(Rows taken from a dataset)

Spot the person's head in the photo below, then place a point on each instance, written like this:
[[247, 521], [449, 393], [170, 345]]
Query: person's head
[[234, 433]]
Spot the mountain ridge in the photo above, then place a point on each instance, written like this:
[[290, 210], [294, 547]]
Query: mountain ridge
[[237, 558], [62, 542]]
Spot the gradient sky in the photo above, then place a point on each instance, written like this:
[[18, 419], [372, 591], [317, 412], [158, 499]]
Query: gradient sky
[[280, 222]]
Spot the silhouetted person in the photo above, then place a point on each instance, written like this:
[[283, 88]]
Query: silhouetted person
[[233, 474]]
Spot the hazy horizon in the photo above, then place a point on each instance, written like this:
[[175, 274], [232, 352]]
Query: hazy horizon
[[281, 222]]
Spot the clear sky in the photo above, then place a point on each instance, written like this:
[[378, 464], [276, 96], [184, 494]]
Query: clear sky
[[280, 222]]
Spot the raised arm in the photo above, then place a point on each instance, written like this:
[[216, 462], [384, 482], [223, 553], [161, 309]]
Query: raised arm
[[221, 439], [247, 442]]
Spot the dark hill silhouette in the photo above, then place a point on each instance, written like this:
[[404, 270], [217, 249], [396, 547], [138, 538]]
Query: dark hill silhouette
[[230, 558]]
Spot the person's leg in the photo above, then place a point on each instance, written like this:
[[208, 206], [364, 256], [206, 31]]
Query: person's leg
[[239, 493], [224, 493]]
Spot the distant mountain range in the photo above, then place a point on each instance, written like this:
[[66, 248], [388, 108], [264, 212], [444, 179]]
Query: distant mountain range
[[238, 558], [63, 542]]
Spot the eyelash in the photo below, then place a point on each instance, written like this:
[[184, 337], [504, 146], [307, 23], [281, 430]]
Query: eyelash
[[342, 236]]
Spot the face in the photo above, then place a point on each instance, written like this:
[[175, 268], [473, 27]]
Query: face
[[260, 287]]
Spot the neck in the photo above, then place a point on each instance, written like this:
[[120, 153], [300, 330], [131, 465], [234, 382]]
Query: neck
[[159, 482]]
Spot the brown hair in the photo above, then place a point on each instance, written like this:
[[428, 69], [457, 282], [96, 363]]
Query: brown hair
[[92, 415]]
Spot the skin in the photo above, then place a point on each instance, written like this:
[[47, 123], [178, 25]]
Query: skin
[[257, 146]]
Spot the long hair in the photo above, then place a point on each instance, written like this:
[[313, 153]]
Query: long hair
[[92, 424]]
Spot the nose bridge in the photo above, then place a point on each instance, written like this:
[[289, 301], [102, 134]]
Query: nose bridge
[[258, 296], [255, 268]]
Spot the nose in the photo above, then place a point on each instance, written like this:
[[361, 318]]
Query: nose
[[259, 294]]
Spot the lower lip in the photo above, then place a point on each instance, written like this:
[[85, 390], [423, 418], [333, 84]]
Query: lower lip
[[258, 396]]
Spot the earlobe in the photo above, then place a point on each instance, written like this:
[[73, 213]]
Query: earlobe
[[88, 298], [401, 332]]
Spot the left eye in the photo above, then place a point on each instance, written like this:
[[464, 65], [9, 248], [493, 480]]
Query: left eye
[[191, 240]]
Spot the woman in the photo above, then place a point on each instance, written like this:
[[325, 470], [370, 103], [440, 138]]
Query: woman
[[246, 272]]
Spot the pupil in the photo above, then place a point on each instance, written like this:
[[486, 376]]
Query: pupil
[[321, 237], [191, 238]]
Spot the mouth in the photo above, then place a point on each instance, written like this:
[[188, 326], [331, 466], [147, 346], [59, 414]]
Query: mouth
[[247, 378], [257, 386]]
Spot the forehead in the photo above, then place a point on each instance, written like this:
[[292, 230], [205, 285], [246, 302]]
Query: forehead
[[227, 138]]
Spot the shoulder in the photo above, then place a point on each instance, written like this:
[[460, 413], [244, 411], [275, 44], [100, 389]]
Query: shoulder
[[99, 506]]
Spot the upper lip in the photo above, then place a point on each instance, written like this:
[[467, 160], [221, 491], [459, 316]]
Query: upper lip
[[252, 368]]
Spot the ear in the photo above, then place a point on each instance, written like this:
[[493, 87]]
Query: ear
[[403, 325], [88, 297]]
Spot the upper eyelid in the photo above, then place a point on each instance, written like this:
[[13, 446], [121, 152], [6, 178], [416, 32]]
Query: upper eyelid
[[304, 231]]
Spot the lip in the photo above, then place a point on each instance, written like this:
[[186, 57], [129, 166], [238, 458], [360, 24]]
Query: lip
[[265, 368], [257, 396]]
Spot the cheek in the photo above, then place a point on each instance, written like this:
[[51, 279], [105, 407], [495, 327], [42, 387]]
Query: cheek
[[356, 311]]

---

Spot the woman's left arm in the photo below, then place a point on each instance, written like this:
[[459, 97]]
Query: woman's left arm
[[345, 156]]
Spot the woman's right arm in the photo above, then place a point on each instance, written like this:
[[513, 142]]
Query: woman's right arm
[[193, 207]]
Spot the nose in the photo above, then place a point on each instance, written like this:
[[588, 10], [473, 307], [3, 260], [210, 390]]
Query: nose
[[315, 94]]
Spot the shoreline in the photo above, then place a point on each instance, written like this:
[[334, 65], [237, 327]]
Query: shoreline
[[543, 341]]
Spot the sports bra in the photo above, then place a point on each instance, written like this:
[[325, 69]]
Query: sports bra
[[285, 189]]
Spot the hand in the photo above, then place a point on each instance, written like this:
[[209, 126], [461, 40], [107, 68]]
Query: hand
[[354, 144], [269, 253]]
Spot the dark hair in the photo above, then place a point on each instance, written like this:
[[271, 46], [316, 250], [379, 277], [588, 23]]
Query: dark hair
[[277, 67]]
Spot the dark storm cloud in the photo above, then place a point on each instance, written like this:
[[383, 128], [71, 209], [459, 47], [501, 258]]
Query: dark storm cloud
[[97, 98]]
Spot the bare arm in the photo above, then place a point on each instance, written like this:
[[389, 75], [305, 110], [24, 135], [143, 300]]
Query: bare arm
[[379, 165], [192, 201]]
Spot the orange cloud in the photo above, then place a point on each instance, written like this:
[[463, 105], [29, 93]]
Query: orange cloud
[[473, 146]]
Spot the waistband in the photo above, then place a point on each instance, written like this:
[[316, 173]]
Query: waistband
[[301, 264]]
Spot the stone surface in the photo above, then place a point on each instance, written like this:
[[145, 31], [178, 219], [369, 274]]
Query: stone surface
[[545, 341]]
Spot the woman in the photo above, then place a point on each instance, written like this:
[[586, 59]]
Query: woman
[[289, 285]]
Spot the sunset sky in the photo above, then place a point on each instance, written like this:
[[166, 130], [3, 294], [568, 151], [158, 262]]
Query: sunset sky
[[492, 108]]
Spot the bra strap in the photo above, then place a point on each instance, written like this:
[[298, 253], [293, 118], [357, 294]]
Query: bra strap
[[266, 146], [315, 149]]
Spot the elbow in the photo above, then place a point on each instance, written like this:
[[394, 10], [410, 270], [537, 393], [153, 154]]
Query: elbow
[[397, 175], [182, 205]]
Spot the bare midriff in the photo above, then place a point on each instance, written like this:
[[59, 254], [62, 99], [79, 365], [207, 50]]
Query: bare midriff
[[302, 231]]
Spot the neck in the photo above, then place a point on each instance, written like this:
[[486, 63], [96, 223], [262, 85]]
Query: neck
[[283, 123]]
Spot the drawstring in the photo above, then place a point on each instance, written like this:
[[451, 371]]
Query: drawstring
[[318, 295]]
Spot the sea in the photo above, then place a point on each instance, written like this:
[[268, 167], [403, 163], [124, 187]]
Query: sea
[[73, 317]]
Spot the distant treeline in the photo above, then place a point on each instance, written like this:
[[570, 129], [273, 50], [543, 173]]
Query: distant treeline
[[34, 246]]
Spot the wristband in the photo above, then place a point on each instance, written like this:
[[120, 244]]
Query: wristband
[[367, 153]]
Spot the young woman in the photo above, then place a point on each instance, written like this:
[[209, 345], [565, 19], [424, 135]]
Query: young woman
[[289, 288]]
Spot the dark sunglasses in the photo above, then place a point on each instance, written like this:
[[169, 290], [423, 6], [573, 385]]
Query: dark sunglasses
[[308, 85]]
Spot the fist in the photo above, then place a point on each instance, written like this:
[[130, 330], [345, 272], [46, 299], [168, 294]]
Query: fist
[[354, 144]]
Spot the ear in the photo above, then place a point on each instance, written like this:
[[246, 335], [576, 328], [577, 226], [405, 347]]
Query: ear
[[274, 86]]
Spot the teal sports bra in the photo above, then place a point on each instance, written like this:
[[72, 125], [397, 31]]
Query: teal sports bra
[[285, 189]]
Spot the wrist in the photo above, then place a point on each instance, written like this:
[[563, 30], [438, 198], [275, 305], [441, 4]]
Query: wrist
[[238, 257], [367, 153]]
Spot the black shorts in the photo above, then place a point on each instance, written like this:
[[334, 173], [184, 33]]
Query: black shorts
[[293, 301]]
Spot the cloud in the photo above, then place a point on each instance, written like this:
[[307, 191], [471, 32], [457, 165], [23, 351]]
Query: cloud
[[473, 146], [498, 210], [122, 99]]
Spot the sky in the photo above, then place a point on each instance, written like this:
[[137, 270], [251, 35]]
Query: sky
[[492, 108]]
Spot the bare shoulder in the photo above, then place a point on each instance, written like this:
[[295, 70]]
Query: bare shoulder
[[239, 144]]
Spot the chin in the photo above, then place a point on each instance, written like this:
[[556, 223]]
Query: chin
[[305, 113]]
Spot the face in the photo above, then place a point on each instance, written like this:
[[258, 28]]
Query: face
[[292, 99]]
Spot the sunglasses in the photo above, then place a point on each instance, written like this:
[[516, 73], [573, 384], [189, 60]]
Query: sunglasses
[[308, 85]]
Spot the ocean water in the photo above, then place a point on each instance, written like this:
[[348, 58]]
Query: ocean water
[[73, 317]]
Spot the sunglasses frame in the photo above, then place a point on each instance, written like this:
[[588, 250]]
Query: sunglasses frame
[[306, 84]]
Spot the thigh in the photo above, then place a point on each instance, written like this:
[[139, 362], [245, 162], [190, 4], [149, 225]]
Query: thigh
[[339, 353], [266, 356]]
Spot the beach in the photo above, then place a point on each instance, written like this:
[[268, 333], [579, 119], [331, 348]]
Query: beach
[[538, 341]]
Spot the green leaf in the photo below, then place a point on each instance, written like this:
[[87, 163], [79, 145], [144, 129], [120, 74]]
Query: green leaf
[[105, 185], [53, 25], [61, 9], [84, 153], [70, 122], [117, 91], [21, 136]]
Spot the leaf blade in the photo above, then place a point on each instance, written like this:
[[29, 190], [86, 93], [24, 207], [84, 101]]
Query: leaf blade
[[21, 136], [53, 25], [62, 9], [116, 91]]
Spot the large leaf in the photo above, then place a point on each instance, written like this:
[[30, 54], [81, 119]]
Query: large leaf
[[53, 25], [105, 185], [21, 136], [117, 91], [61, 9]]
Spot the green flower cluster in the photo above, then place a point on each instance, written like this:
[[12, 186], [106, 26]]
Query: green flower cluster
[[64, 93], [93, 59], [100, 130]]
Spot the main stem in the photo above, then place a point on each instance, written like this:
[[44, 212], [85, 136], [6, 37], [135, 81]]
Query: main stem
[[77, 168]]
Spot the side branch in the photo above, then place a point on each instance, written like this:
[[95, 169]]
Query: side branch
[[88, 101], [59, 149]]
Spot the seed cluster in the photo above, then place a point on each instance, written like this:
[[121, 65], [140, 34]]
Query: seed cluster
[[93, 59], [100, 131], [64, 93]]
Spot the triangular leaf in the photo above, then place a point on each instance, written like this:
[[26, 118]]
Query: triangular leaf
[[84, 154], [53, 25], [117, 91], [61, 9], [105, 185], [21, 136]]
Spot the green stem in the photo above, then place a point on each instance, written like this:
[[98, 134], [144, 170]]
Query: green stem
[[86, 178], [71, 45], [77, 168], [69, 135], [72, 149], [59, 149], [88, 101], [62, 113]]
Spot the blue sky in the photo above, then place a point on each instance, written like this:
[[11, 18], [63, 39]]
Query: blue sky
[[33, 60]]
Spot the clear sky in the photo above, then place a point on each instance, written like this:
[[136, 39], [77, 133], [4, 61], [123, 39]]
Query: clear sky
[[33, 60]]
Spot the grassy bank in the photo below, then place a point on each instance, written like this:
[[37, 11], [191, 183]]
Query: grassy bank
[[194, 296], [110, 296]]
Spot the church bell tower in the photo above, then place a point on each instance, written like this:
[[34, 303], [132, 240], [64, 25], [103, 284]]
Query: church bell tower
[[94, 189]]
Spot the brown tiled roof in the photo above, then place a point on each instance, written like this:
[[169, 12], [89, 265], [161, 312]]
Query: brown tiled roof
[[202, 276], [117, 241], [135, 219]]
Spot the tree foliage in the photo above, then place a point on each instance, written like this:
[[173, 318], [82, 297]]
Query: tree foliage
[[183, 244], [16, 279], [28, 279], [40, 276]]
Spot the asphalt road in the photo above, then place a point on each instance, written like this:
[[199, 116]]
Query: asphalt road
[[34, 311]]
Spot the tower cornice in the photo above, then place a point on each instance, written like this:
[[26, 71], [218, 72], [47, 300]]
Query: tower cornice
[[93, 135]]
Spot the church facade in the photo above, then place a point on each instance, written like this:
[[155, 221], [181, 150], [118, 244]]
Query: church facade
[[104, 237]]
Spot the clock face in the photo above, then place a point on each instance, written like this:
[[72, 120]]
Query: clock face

* * *

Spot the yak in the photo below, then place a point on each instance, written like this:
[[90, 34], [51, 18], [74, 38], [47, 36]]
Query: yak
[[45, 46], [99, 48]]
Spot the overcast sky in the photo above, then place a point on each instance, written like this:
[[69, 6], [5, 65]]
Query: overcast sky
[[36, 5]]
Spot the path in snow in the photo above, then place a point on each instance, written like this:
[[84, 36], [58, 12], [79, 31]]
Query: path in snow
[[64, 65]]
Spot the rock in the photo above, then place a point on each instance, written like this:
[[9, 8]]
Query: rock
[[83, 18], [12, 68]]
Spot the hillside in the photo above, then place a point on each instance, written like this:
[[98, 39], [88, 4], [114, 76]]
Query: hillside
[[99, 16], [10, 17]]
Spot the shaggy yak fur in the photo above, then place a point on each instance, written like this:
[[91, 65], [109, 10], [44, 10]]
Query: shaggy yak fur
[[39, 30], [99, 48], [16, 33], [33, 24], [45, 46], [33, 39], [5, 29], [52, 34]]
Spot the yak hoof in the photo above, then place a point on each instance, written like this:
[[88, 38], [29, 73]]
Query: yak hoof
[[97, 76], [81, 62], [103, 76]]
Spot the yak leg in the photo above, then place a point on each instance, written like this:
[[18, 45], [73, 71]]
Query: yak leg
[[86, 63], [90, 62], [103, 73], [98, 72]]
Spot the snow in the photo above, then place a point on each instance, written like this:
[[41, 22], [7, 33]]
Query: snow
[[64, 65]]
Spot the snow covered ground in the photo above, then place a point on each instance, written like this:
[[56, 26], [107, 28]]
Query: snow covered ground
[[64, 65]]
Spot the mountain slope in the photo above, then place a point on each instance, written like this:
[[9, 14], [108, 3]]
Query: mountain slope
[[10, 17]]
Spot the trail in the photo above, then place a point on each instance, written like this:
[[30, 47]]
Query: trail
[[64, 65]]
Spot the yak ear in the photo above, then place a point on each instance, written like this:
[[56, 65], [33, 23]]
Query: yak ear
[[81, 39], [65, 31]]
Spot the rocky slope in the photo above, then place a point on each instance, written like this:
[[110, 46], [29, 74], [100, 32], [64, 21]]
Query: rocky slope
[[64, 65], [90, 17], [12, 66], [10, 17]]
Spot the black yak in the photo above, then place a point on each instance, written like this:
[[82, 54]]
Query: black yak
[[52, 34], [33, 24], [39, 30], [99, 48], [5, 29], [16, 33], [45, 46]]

WHAT TO WORK ON
Write out, word for word, the stretch of the material above from the line containing "Spot the rocky" through the line containing "33], [45, 46]]", including both of those lines.

FINISHED ANSWER
Spot the rocky slope in the photo above, then place a point on each instance, written like this:
[[110, 46], [29, 74], [100, 32], [64, 21]]
Query: rocky slope
[[64, 65], [90, 17], [12, 66], [10, 17]]
Spot the black yak in the photo above, then place a point on each instance, written like this:
[[82, 54]]
Query: black yak
[[52, 34], [33, 24], [39, 30], [99, 48], [5, 29], [16, 33], [45, 46]]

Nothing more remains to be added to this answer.